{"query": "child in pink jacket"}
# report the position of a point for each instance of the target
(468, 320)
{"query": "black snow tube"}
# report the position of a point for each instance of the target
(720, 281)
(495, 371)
************
## Written request
Reproduce the data above line for line, changing nothing.

## Exercise response
{"query": "child in pink jacket"}
# report the position of a point for each instance of the target
(468, 320)
{"query": "black snow tube"}
# report the position of a point for each instance of the target
(720, 281)
(495, 371)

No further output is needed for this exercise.